Omit all pictures and give the records below again exactly as written.
------------------------------------------------
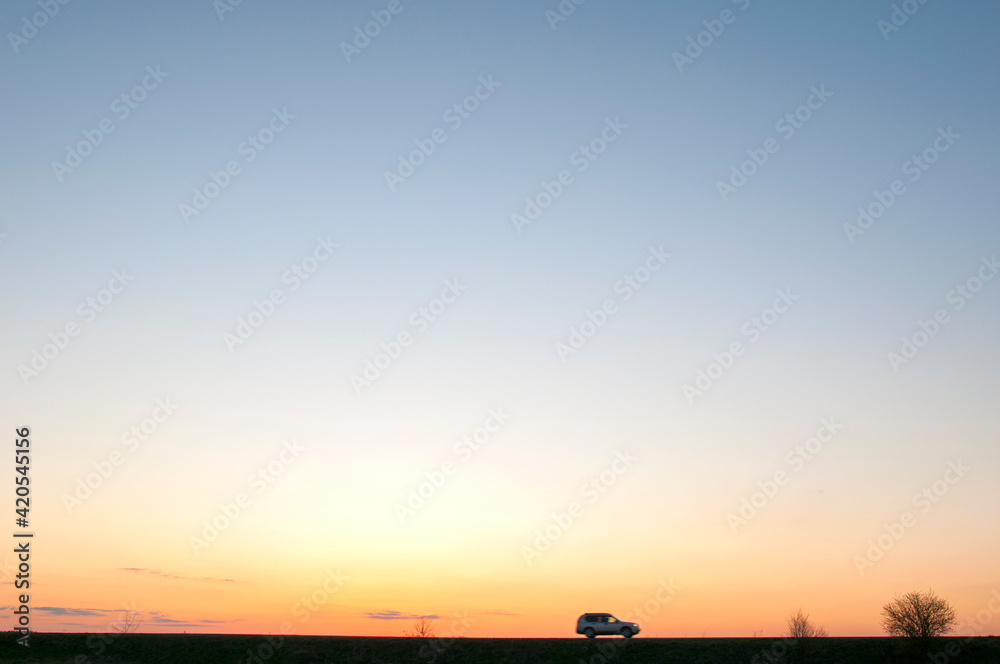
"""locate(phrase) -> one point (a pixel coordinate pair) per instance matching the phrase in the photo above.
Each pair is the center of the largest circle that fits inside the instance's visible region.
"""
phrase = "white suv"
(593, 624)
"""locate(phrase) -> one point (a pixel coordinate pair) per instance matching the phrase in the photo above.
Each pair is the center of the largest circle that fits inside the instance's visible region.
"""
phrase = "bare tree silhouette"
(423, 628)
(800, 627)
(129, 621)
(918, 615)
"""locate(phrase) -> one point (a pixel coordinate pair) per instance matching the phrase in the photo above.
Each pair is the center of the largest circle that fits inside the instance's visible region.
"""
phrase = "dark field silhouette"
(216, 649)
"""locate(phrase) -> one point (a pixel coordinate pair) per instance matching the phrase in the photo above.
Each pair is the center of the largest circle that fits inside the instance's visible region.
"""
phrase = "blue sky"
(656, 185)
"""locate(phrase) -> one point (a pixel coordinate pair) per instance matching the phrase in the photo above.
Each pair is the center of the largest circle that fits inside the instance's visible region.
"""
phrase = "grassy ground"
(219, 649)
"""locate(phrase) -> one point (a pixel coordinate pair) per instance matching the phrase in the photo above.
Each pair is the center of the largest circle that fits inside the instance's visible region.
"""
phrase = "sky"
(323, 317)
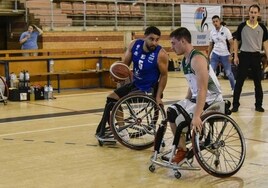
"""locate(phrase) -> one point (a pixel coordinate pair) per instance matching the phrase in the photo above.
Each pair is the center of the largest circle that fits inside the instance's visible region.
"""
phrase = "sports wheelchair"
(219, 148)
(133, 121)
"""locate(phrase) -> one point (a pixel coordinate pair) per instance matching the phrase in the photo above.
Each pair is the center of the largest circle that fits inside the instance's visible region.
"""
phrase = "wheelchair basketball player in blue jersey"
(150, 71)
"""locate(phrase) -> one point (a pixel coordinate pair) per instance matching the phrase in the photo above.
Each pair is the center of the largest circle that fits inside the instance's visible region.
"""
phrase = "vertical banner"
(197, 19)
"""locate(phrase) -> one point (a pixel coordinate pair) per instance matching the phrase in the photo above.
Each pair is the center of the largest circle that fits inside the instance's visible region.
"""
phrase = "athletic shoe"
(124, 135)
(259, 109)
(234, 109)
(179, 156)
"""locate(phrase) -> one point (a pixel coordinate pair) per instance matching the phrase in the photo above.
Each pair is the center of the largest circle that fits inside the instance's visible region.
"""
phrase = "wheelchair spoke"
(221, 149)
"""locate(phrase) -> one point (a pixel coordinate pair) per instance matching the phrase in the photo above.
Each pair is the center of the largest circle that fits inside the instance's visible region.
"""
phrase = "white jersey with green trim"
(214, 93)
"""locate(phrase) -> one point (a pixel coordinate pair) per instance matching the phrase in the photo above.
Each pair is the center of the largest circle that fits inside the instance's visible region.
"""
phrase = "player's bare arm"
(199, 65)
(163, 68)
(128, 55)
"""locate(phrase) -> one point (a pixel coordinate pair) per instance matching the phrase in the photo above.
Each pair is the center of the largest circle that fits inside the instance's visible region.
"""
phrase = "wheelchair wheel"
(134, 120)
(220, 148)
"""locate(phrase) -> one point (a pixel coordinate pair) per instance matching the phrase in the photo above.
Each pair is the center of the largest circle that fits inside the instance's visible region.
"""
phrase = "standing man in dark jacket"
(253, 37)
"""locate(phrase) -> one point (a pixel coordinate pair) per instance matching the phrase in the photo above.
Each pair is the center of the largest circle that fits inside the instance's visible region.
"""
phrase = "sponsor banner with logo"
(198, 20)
------------------------------------------------
§ **RESPONSE TO THE EXERCISE**
"""locate(phrase) -> one point (a pixel coordinate pair) per instance matching the phrase in the photo above.
Each pair is the center of the largest circle that fits inside the instance's visible region.
"""
phrase = "white suv"
(593, 624)
"""locate(phrase) -> one point (a pixel coordinate pair) per instance matching the phrase in the photo above.
Each pair is the center of the largest circle that fits inside the instance's visible region.
"""
phrase = "bare tree silhouette"
(423, 628)
(800, 627)
(129, 621)
(918, 615)
"""locate(phrase) -> one point (a pixel coordinate pair) per instance matching the phrase in the photo above.
Each pair is the center of the largest circle that fits inside the instance's visible region.
"""
phrase = "dark field silhouette"
(216, 649)
"""locate(phrase) -> one point (a pixel coordinate pair) per instance matching the phrase in the photo above.
Each pair is the center of the largest circle that fits inside the instance's visible region.
"""
phrase = "blue sky"
(656, 185)
"""locate(phrase) -> one point (a pixel coordinate pair) per instance matching the phrase in the photo above.
Each pair is the center of the largest circle that fits inside the instance's visible region.
"""
phrase = "grassy ground"
(219, 649)
"""locate(phrase) -> one point (a pixel coordinate pair) per instance matching the phrase in the photo above.
Each pair is the center of the largest circle that fits inside the instance's visible region.
"""
phrase = "sky"
(323, 317)
"""locate(phrase) -> one point (a pixel coordinate pair) per instance matching the phrase in the photo above.
Each pair is the center of the largest circle that fits inside the instance's visible region.
"""
phrase = "sports wheelchair"
(219, 148)
(133, 121)
"""locate(phrase) -> one point (a pixel coordinate pair) per instance matching the phrase in the photo above.
Each pair is the center of the largest circle that fits inside the instance's visible region.
"""
phrase = "wheelchair basketball player in blue jersey"
(150, 71)
"""locate(phrase) -> one point (a pixel coordinate pair) per instance matching the phrase in the photo above.
Each pair is the center of the largest circle that fits inside the instance's visible region.
"""
phrase = "vertical banner"
(197, 19)
"""locate(phrase) -> one point (a pixel coordinate pair) per instance matching the phrase in the photo above.
Each pair is the center of the largest circle that fits inside the instance's visible region.
"""
phrase = "athletic shoe"
(124, 135)
(259, 109)
(234, 109)
(179, 156)
"""locate(phrase) -> one point (a pixel coordinate pair) per instance matching the phrase in the photo above.
Each pair is the center of the largest circle that fits inside the instance's visible region.
"""
phrase = "wheelchair spoke"
(221, 149)
"""locate(phrase) -> one point (a pixel coordinate pair) per instance matching the phrase in the photo above.
Each pair is the center of the largest circle that fits inside the instance's visible region.
"""
phrase = "white jersey with green trim"
(214, 93)
"""locate(phrase) -> one point (a pixel coordinate pair) per instance matching the phrase in the photo above.
Each pair is the center of the largest circle that fits inside the instance's visible region.
"""
phrase = "player's bare arm"
(199, 65)
(163, 68)
(128, 55)
"""locate(phrase) -> one point (a pixel coordinate pair) per instance matching the phrase in the photo above.
Each pair is the center of the largest circle that fits inside the instance's visible region.
"""
phrase = "wheelchair wheel"
(134, 120)
(220, 148)
"""locate(phrase) -> one point (a pixel coordinate pair) per instance matching the phrase in the photo above.
Each pair is the center of the largest circle that fits inside the instance's visible region.
"""
phrase = "standing man in dark jacket"
(253, 37)
"""locate(phrase) -> one point (a pixel coordinate pair) per instance matching the phrase in the photo above.
Each pair is the center of the largest circle that fits inside the instance's visible region.
"""
phrase = "sponsor banner with logo"
(198, 20)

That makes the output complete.